Each line from the one containing "[[144, 101]]" through the last line of the records below is to be set down exactly; the rest stays out.

-*-

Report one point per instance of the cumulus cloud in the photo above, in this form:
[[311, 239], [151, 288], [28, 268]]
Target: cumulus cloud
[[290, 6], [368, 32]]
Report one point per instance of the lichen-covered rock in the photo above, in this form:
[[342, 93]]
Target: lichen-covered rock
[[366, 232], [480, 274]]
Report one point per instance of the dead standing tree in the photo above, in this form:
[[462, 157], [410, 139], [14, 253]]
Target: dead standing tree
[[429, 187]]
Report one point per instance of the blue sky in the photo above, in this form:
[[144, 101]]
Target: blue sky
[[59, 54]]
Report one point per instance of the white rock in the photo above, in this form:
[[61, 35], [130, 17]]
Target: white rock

-*-

> Solution:
[[144, 101]]
Target: blue sky
[[59, 54]]
Report one point per instance of the white rock in the photo above, in this form:
[[61, 35], [130, 17]]
Target: white rock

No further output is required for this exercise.